--- Excerpt to read Enclosed Below ---

RentNYC | Model-based Evaluation of Rental Prices
New York City consistently ranks among the most expensive big cities in the United States to rent an apartment. Many factors determine rental prices and apartment-seekers could benefit from a simple metric to evaluate whether the price of the apartment is justified. Put simply - How can I tell if I’m getting ripped off?
Figure 1. Median monthly rental price for the 10 largest US metropolitan areas over the past six years and US average. Plot was generated using raw data from Zillow Research Data.
The project had three overall goals to extract value from data:
- I developed a web scraper to generate a clean and formatted data set of rental listings from Streeteasy.com. Most public APIs only provide aggregate data, but my data set provides individual listing information and novel features such as distances to nearby transportation and amenities. Data available here.
- I developed a model to predict rental prices based on the scraped data. I developed a cluster-based bootstrapping program to determine features that significantly improved prediction accuracy. Modeling code is available here.
- I integrated the model into a web application called RentNYC that provides non-technical users with an intuitive interface to generate visualizations comparing actual and expected listing prices. Please try it out!
I wrote a web-scraping program to retrieve information about individual rental listings from the online rental site Streeteasy.com. The web scraping code is available at the streetasy_scrape respository. Briefly, I navigated pages using Beautiful Soup, a standard Python package for processing HTML. The program was executed daily over a three-month period (11/02/2016 – 1/31/2017). For each scrape, the program retrieved every available rental listing (~27,000 listings per scrape). Key variables were collected for each listing including price, square feet, bed rooms, unit type (e.g., rental unit, condo, town house, etc), days on the market, amenities (e.g., bike room, doorman, washer/dryer in unit, etc), and distance to nearby subway lines and train stations. You can find more details and download the data set from the streeteasy_scrap repository.
The overall distribution of prices was positively skewed. I restricted my analyses to listings under $20,000 per month (99.27% of total data set) to reduce the influence of outliers (i.e., ultra-luxury apartments).
Figure 2. The distribution of prices in the final data set.
For listings that included square footage, there was a strong interaction with location. The price per square foot was highest in Manhattan and lowest in Bronx. The relationship was reasonably linear except in the upper tail.
Figure 3. Mean price by square foot for each borough. Error bars are SE. Lines are fits with linear regression. Shading is 95% confidence interval.
The data also suggest a relationship between price and nearby transportation. Ignoring all other factors, the rental price increased steeply with the number of subway stops within 1.5 mi and there and there was a clear influence of distance on the overall rental price. This information may increase prediction accuracy.

--- End of Enclosed Excerpt to read ---

*Problem 1*
In the RentNYC write-up, reproduce the passage from "For listings that" to "95% confidence interval." word for word.
*Problem 2*
Condense the paragraph of the RentNYC write-up that begins "I wrote a web-scraping program" into a bulleted list that keeps its main facts.
*Problem 3*
According to the RentNYC write-up, which borough had the lowest price per square foot?
Rely only on the RentNYC write-up and no outside sources.

--- Records shown Enclosed Below ---

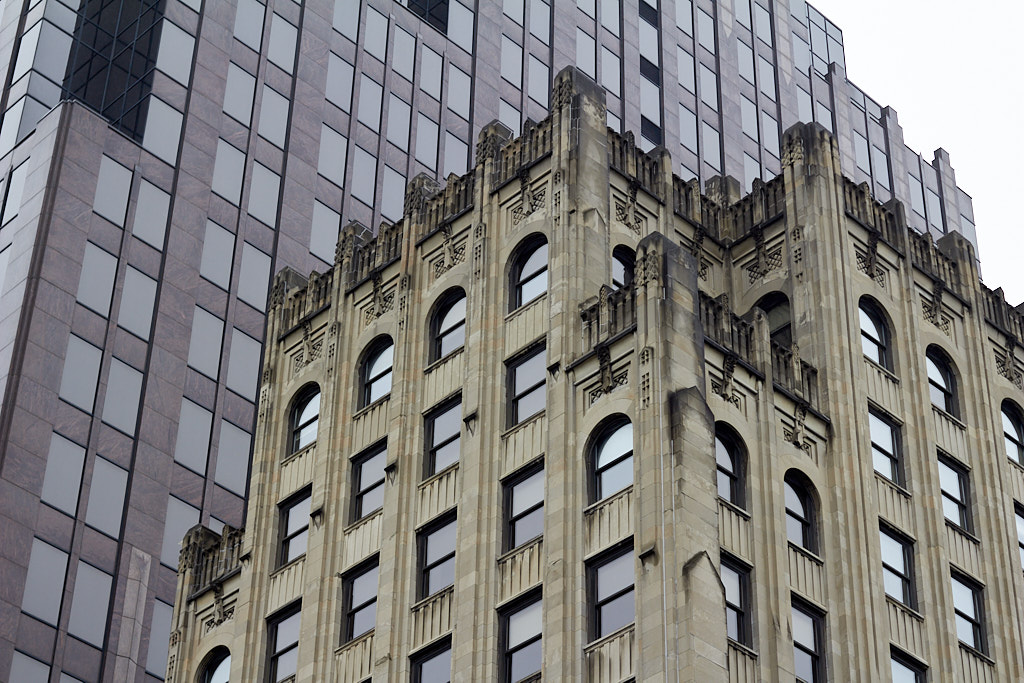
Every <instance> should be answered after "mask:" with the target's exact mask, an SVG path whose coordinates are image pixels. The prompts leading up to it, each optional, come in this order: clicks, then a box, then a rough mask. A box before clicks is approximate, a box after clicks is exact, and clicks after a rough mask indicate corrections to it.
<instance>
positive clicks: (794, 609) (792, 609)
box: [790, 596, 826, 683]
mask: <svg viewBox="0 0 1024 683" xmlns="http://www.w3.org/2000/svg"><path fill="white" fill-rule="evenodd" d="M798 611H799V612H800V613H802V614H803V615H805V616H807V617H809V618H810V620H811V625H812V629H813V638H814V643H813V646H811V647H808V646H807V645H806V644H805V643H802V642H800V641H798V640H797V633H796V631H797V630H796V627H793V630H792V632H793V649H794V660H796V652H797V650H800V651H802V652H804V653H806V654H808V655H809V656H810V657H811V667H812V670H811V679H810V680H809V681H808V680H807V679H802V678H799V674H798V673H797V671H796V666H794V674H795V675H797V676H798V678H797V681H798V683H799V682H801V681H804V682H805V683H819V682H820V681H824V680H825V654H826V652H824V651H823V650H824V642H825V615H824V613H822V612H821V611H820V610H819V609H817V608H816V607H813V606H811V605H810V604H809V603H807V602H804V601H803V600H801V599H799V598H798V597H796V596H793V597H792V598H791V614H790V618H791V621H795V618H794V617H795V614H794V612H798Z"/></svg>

--- End of Enclosed Records shown ---
--- Records shown Enclosed Below ---

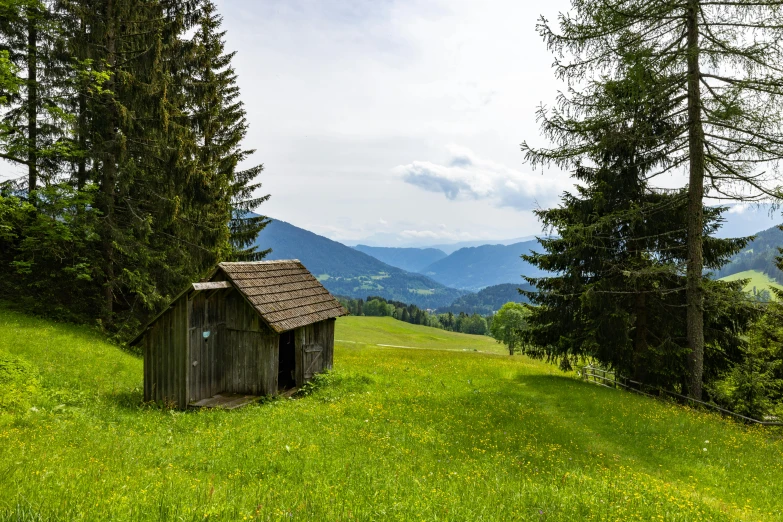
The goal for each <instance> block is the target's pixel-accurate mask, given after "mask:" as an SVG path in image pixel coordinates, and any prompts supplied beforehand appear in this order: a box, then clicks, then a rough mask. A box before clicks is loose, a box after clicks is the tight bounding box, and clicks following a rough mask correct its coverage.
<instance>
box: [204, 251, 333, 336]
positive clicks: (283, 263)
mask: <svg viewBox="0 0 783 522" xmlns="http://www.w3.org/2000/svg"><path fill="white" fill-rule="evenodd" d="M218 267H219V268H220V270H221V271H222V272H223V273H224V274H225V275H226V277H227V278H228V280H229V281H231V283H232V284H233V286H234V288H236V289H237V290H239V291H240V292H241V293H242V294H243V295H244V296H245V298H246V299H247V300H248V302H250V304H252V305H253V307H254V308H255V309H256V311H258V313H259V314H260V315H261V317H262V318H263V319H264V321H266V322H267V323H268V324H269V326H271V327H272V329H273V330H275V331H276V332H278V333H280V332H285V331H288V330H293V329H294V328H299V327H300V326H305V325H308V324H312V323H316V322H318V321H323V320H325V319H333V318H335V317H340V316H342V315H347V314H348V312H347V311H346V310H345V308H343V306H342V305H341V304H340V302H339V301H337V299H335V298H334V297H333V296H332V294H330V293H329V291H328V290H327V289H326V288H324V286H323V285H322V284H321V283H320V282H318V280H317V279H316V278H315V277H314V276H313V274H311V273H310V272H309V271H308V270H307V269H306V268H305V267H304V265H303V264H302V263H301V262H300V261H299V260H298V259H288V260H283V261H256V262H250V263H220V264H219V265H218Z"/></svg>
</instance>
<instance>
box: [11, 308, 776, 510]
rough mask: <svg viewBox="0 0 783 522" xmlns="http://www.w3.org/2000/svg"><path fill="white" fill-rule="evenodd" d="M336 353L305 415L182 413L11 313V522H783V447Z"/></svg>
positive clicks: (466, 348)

--- End of Enclosed Records shown ---

*Exercise solution 1*
For listings that included square footage, there was a strong interaction with location. The price per square foot was highest in Manhattan and lowest in Bronx. The relationship was reasonably linear except in the upper tail.
Figure 3. Mean price by square foot for each borough. Error bars are SE. Lines are fits with linear regression. Shading is 95% confidence interval.

*Exercise solution 2*
- The program scraped individual rental listings from Streeteasy.com.
- It navigated pages with Beautiful Soup, a standard Python package for processing HTML.
- It ran daily for three months, from 11/02/2016 to 1/31/2017.
- Each run retrieved every available listing, about 27,000 per scrape.
- Variables collected for each listing: price, square feet, bedrooms, unit type, days on the market, amenities, and distance to nearby subway lines and train stations.
- The code and data set are available in a repository.

*Exercise solution 3*
The Bronx.